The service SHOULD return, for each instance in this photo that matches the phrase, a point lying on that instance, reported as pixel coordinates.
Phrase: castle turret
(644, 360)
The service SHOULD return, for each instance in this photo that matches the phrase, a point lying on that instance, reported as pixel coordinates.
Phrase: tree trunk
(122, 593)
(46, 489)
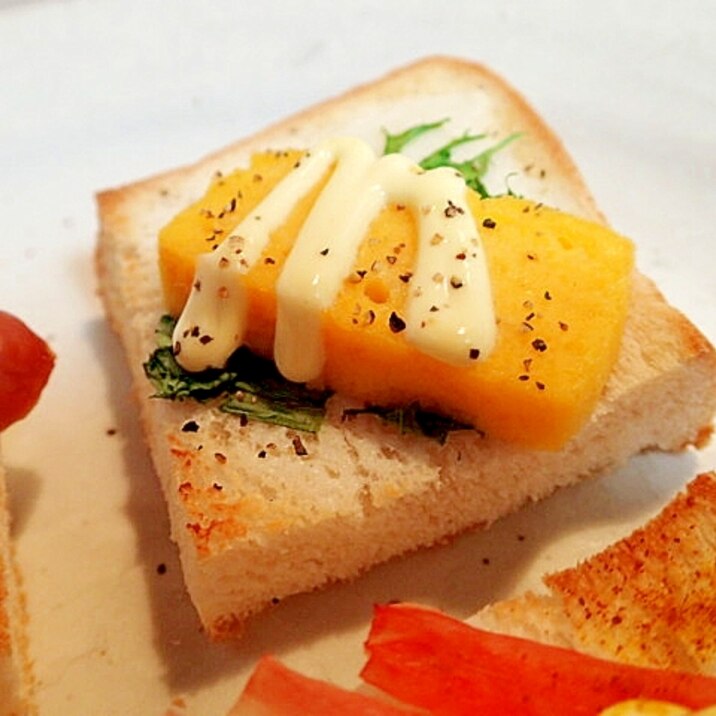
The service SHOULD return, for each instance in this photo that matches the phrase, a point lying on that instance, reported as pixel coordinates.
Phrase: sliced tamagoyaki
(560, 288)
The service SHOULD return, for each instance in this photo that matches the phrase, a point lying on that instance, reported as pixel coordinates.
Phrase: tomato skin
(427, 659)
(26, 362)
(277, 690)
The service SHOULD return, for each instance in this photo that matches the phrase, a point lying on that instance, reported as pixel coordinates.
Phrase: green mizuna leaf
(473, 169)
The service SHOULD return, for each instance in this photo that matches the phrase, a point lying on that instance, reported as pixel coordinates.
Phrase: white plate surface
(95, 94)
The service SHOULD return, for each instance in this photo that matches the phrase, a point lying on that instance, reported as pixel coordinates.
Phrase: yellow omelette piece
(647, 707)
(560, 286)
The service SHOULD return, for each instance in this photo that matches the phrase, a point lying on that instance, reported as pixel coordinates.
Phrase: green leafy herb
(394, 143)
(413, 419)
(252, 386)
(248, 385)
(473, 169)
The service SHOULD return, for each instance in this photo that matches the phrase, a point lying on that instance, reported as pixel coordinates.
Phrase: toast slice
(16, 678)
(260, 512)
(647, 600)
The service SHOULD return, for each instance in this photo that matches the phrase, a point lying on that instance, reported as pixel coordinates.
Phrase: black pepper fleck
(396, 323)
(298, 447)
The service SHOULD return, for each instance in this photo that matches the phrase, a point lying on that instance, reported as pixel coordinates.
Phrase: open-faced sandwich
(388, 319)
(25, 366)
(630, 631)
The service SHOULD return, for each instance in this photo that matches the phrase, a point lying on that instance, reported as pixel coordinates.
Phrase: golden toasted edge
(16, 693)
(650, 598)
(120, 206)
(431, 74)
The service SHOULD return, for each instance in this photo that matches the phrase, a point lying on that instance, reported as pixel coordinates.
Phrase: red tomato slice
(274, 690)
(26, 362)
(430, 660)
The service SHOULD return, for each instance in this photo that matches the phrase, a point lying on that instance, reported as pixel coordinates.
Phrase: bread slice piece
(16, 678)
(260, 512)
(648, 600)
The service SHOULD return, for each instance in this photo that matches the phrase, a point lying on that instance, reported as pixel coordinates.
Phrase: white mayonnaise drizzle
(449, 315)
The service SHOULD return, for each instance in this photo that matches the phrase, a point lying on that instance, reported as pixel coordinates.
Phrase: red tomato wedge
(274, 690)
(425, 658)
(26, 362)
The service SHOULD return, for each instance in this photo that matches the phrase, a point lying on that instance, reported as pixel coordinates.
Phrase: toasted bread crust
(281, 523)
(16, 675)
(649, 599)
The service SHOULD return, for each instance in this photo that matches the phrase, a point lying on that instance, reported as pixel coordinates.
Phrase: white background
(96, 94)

...

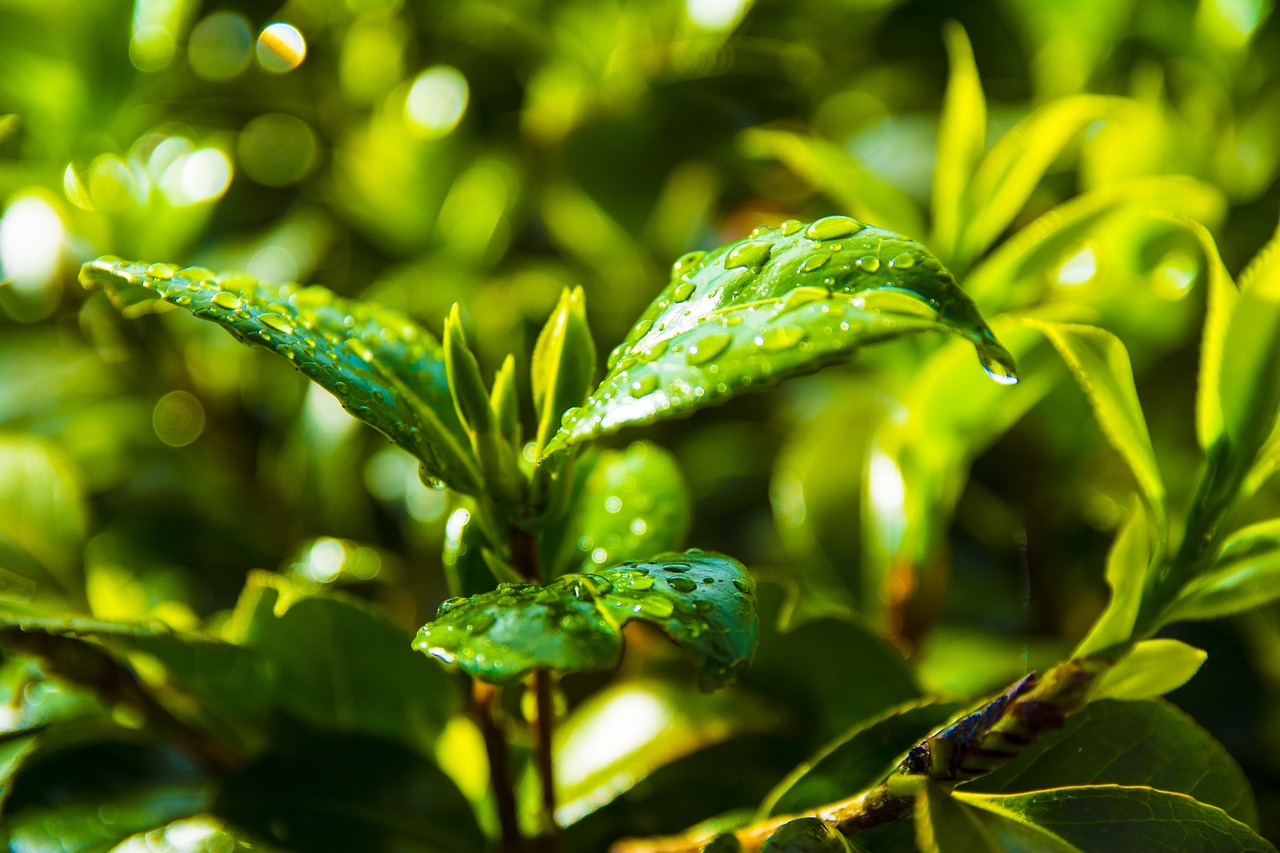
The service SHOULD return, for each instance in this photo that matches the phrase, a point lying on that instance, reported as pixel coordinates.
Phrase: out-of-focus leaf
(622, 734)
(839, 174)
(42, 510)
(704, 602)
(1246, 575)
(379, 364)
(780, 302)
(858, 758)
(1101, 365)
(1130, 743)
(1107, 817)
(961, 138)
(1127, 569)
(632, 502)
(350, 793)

### SHORT PROBLEM:
Collect every line from the records above that contains the word "piece".

### EXERCISE RESPONSE:
Phrase: yellow omelette piece
Phrase: bread slice piece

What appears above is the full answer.